***** Entries supplied

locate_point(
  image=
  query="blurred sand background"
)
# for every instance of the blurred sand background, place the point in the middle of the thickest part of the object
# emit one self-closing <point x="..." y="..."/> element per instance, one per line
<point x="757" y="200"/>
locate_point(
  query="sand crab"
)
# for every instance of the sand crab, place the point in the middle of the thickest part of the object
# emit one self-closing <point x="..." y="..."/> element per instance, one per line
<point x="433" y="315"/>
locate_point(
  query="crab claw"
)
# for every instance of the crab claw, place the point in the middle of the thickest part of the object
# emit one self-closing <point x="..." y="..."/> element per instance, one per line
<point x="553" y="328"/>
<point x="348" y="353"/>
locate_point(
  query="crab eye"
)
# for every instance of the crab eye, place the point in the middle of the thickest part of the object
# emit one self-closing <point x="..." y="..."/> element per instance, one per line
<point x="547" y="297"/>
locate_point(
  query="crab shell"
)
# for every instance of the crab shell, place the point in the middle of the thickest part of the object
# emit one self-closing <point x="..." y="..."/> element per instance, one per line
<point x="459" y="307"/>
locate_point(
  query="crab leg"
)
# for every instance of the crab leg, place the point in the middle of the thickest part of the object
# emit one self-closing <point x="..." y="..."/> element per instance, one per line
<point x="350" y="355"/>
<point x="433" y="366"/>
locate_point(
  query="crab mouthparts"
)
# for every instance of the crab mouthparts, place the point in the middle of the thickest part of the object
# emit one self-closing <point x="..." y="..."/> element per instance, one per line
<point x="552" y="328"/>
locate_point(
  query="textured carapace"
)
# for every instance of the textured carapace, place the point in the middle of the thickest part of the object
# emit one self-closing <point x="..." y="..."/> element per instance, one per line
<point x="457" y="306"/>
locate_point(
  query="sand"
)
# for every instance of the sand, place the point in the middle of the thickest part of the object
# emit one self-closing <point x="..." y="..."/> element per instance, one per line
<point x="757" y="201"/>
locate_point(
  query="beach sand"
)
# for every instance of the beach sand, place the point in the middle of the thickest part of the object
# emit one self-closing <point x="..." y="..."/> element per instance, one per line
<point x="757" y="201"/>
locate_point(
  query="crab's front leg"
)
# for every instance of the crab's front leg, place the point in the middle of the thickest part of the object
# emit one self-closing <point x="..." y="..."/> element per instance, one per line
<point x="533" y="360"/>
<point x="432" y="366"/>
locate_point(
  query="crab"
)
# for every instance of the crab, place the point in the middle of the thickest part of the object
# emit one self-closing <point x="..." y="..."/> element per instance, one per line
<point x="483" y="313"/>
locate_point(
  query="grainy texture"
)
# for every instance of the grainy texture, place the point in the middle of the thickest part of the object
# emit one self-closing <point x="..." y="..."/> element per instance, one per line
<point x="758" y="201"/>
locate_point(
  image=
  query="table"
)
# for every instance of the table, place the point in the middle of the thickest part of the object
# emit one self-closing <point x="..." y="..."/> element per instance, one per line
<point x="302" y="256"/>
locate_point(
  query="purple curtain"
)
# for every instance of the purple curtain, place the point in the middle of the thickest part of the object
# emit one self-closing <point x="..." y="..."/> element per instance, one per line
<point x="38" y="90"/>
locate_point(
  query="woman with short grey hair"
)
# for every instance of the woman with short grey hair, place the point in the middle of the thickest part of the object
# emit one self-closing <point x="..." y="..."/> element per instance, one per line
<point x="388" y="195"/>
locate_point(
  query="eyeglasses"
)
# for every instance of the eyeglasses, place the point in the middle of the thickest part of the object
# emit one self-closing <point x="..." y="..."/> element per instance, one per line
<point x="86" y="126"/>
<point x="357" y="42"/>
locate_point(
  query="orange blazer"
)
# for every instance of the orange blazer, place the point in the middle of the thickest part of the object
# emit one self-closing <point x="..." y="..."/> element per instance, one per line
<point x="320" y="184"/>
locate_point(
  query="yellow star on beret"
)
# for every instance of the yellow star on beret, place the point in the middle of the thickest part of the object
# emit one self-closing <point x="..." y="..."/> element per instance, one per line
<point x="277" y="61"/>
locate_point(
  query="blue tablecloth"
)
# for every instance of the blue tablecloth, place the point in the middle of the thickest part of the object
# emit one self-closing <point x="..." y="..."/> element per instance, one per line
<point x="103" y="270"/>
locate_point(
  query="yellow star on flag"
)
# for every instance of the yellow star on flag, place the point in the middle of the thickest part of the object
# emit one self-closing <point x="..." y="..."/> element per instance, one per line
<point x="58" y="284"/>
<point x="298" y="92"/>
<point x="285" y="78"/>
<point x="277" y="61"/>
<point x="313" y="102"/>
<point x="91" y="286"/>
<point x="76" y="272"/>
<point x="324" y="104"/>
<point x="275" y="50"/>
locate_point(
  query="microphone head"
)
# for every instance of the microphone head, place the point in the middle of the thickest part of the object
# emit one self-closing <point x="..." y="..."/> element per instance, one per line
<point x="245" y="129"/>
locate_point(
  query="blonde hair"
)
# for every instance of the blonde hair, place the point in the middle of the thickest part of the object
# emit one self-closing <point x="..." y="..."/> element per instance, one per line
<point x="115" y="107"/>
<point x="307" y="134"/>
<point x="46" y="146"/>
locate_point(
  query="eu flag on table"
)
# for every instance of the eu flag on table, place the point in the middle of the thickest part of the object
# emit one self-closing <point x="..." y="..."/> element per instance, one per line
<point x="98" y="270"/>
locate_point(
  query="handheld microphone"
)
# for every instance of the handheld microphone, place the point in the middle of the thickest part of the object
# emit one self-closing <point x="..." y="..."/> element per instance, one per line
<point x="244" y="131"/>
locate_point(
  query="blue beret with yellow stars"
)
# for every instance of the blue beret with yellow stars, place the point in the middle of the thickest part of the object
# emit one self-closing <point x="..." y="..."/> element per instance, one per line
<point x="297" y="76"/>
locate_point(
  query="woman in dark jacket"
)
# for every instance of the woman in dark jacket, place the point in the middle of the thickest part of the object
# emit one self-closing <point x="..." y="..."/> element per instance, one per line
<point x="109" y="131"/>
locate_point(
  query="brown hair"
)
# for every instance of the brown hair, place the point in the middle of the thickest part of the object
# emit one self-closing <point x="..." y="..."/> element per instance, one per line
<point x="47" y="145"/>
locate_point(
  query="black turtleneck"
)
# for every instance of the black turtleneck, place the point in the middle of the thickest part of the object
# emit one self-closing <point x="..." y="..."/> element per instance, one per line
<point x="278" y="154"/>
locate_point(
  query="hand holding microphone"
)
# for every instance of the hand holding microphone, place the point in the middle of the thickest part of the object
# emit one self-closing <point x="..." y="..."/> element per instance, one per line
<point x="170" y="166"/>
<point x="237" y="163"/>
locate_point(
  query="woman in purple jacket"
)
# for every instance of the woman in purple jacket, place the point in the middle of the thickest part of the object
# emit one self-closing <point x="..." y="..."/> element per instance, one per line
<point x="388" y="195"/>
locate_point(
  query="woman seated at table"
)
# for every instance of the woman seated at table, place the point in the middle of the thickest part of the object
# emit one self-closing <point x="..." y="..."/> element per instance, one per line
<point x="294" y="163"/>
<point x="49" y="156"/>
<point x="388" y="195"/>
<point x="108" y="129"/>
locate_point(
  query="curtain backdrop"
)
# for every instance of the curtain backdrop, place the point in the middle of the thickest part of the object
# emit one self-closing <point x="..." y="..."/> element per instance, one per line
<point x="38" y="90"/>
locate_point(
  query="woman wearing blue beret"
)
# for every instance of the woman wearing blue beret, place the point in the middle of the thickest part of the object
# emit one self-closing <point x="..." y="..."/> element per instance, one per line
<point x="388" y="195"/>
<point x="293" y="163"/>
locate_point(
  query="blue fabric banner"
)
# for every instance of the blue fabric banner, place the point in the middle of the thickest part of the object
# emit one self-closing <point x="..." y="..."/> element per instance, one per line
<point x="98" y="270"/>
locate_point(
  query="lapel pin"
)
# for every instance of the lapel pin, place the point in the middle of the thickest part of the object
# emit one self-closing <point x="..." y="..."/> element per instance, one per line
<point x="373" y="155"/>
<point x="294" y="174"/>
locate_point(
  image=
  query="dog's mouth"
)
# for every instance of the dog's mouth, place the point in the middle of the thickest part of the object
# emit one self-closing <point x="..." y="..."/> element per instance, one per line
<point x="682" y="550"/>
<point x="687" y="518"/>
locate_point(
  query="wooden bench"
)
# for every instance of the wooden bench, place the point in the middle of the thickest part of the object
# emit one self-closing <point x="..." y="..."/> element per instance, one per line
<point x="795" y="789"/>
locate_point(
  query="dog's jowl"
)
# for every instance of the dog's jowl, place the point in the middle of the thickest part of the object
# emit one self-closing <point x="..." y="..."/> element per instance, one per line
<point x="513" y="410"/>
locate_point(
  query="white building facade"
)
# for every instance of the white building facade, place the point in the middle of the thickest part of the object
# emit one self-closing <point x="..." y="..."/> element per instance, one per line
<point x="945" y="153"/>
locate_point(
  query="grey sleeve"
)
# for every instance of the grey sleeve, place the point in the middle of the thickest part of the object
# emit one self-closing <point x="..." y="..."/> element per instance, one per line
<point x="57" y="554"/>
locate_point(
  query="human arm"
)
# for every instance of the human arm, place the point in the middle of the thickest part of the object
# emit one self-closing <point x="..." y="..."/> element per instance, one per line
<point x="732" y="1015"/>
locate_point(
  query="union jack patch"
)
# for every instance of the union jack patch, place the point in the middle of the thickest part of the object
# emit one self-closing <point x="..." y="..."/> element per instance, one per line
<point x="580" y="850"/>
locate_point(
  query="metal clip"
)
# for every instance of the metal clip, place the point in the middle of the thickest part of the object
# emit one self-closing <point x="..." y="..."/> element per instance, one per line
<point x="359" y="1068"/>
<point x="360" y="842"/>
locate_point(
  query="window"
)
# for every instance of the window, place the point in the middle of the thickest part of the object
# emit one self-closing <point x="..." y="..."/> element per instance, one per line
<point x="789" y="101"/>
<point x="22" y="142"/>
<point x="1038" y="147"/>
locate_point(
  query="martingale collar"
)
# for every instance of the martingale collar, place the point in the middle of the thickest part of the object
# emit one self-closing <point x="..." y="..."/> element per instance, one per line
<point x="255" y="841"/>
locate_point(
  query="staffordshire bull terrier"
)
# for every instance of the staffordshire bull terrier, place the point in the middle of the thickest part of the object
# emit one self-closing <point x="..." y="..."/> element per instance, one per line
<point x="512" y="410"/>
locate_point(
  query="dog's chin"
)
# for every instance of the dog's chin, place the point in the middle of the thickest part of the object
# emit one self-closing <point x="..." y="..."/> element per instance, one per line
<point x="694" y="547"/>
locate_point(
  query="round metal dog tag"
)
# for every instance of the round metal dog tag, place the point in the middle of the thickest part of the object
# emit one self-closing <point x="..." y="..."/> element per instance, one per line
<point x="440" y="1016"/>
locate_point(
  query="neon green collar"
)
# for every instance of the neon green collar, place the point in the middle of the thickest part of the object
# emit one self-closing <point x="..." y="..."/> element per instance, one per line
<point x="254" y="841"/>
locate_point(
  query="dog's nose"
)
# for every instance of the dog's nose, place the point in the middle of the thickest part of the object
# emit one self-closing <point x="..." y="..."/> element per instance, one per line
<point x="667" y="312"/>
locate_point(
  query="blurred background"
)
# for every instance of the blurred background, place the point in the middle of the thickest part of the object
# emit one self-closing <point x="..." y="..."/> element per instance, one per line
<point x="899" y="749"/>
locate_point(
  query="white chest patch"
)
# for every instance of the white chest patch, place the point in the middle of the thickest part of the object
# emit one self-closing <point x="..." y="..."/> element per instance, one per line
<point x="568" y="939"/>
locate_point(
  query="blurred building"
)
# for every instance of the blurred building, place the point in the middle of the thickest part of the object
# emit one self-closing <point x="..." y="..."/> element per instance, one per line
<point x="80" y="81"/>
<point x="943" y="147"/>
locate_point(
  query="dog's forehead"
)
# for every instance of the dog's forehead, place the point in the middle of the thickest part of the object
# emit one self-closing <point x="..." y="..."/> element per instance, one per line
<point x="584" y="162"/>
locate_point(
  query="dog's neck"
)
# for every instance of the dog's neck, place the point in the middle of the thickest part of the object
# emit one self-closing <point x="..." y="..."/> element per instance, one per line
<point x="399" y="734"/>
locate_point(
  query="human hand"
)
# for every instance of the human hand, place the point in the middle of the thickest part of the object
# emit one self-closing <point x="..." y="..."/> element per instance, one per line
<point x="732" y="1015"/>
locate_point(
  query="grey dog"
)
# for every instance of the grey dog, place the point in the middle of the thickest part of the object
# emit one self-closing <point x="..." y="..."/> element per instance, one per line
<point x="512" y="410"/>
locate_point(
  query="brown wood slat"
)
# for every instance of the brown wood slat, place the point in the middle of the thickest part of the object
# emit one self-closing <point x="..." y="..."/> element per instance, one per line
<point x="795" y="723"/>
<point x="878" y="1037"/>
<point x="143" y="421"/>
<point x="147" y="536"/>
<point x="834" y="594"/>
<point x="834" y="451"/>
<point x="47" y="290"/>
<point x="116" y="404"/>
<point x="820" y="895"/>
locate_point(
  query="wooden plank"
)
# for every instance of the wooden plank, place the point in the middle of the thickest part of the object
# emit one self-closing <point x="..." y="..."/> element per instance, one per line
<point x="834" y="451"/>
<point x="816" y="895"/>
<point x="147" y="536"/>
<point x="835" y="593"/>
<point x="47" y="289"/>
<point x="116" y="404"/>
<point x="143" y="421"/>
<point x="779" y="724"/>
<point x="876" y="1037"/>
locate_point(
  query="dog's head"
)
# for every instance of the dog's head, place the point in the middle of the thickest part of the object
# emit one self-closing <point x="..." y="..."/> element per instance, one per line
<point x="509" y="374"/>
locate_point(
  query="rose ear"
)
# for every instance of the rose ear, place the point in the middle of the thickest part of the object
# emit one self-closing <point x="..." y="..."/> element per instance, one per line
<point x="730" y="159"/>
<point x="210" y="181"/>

**********

Exercise: State how many lines in the entries above contain the string "jowl", counting case. Give only the number.

Solution to the problem: 2